DATA
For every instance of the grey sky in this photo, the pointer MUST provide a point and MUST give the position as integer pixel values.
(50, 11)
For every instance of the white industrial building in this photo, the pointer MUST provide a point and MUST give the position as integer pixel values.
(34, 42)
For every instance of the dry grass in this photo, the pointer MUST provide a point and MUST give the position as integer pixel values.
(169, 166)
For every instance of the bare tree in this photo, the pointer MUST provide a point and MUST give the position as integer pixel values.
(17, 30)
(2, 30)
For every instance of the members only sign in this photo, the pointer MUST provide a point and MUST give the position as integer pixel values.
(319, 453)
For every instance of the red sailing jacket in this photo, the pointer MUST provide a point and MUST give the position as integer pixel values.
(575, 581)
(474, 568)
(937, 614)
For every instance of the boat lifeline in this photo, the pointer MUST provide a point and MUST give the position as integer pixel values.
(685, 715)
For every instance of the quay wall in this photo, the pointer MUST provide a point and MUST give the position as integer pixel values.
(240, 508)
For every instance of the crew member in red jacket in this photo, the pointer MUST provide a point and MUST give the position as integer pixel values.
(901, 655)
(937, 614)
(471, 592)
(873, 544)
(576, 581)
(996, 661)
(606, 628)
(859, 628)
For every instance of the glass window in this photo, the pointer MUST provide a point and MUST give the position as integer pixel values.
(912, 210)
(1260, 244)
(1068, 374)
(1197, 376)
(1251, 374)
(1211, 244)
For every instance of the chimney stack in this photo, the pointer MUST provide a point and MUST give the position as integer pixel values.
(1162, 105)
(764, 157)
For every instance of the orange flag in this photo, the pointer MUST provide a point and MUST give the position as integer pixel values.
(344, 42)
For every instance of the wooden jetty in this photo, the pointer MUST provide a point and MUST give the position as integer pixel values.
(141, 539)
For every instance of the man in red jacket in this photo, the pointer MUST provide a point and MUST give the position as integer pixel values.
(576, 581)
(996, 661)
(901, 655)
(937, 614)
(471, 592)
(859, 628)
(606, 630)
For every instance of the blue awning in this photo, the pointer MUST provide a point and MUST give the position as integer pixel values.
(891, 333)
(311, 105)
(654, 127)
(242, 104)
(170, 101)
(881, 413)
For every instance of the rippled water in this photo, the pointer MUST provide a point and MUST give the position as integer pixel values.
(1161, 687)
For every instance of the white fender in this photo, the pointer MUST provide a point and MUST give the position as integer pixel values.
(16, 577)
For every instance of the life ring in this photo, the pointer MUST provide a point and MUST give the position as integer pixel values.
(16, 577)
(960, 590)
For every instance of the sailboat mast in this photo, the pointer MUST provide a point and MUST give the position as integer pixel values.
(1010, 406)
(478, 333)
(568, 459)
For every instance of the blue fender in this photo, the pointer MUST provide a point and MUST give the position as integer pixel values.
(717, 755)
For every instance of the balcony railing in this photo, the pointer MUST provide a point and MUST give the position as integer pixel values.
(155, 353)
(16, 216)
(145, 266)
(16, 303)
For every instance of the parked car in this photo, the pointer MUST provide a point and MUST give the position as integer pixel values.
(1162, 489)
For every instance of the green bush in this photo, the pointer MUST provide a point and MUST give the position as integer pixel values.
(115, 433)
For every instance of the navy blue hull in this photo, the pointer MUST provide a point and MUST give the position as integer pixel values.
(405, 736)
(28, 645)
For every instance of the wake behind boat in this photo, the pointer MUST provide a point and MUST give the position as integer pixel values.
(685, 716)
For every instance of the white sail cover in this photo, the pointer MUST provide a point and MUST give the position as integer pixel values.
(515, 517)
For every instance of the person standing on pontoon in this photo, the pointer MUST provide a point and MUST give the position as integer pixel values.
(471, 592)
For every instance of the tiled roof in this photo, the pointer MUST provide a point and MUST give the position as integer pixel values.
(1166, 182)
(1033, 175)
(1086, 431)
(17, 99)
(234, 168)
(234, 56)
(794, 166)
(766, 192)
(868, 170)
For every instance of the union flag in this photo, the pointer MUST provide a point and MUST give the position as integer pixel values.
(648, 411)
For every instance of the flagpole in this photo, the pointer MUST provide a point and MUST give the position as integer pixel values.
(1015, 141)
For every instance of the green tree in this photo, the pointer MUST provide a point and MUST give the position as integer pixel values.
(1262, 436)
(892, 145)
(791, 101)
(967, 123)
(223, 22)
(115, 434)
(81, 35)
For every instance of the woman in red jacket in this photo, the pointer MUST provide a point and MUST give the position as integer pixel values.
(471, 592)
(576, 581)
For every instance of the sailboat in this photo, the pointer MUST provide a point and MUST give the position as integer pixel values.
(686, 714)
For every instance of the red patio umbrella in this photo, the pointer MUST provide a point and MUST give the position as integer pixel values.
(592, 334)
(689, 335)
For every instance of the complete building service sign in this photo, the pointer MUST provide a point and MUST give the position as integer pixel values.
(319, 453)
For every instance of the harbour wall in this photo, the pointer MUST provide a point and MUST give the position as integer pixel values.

ABOUT THIS TASK
Output the entire listing exactly as it appears above.

TASK RESULT
For every instance of the grey sky in this photo, the pointer MUST provide a point and MUST give the position as integer pixel values.
(50, 11)
For every instance of the white industrial building in this photo, the pointer MUST provide a point and MUST give the position as integer pixel values.
(34, 42)
For every instance of the dry grass in this photo, the pointer MUST provide a point and MUST give the position as integer pixel values.
(169, 166)
For every instance of the bare tree in this photo, the pointer MUST provide a point and MUST give the position as integer pixel values.
(17, 30)
(2, 30)
For every instance of the members only sign in this photo, the pointer MUST provide a point and MUST give the position as integer pixel values.
(319, 453)
For every instance of the red sailing jacket in this photo, the pointer MUST provide a point and MUST give the position as integer pixel values.
(575, 581)
(474, 568)
(937, 614)
For every instance of the boat lifeline in this photo, the pointer MUST provide a point and MUST give the position as integer pixel values.
(685, 715)
For every instance of the quay wall in this photo, the pointer MUST provide a point and MUST give the position as integer pixel values.
(240, 508)
For every instance of the crew member in red jacket in this photo, the pointer MUST provide a point and MUST give the position as integer pixel values.
(901, 655)
(937, 614)
(471, 592)
(873, 544)
(576, 581)
(996, 661)
(606, 628)
(859, 628)
For every instance of the glass window in this photo, the pointer MUST provide a point and MUST give the position as integer pixel values.
(912, 210)
(1260, 244)
(1068, 374)
(1197, 376)
(1251, 374)
(1211, 244)
For every instance of the chimney stack in this photo, the pointer MUST provide a point and MUST give the position as integer pixel values.
(1162, 105)
(764, 157)
For every instance of the orange flag in this photo, the pointer MUST provide a point and MUST give the position as integer pixel values.
(344, 42)
For every instance of the wooden jetty in this photo, the pointer MUST provide a point and MUST give the position as integer pixel values.
(141, 539)
For every instance of the man in red jacket in this photo, the pointer MUST provide a point and MUST give the position as integer pixel values.
(576, 581)
(996, 661)
(901, 655)
(937, 614)
(471, 592)
(859, 628)
(606, 630)
For every instance of the blue awning in this photo, the pointer MUST provide a point and MUST give the position as integer pixel values.
(891, 333)
(311, 105)
(654, 127)
(242, 104)
(170, 101)
(881, 413)
For every instance of the rippled water in this photo, the pointer MUST provide a point and MUST give the position as integer pixel values.
(1161, 687)
For every instance of the white fender in this photo, the pointer MUST provide a point and MUST give the position as integer pixel values.
(16, 577)
For every instance of the life ring in this photo, the pointer MUST provide a point and MUST give the position as integer pixel values.
(16, 577)
(960, 590)
For every instance of the sailboat mast in this photo, the pointer MUST provide a point and MUST give the position as integer pixel values.
(1010, 406)
(478, 333)
(568, 459)
For every instance of the blue fender in this photo, the pointer MUST provide a point and MUST give the position as integer pixel values.
(717, 755)
For every instance of the balcony railing in this photo, the pointer MUST provide a point and MUST give the position as integer pixel values.
(155, 353)
(16, 216)
(145, 266)
(16, 303)
For every instance of the parked car in this photo, the pointer MUST provide a point and MUST give the position as integer pixel values.
(1162, 489)
For every instance of the green bush in this photo, the pointer MUST provide a point and MUST give the position as integer pixel values.
(115, 433)
For every instance of the navy blue hull in this photo, the pointer MUST provide a point and MUST give the position as integer pixel values.
(405, 736)
(28, 645)
For every instance of the wake behind boat in this photo, the pointer MUST provide a point and MUST give the position as integer pixel values.
(685, 716)
For every instance of the white sail cover in this photo, the pointer MUST provide a point and MUST give the position as integer pixel values.
(515, 517)
For every instance of the person standing on pontoon in this photo, the pointer MUST provide a point and MUST give the position as integer pixel values.
(471, 592)
For every instance of the tiled roof in this photo, the pointer MUST provide a point and MUST give the position as integer pixel values.
(1166, 182)
(1033, 175)
(1086, 431)
(17, 99)
(234, 168)
(234, 56)
(794, 166)
(766, 192)
(868, 170)
For every instance of the union flag in this photo, the pointer MUST provide a point and MUST give the position as integer pixel values.
(648, 411)
For every instance of the flagpole in this photo, the pointer MUST provide a point and MUST give the position as integer pixel values.
(1015, 141)
For every instance of the green tree in this photo, the pointer MUST provide a point and MUST give the position as integer pixel values.
(1262, 436)
(892, 145)
(791, 101)
(967, 123)
(223, 22)
(115, 434)
(81, 35)
For every instance of the woman in red jacket in this photo, the pointer MUST provide a point and MUST give the position as integer pixel values.
(471, 592)
(576, 581)
For every instance of the sailboat in this photo, the pointer MUST provide a point and MUST give the position as integer pixel values.
(686, 714)
For every instance of the red patio umbrella in this photo, the pointer MUST provide a point and MUST give the position as integer pixel values.
(592, 334)
(689, 335)
For every instance of the complete building service sign in this photo, the pointer MUST provide a point and MUST give the position as integer pixel values.
(319, 453)
For every instance of the harbour wall in this photo, the pointer MUST provide a point and MUST give the position as integer pixel values.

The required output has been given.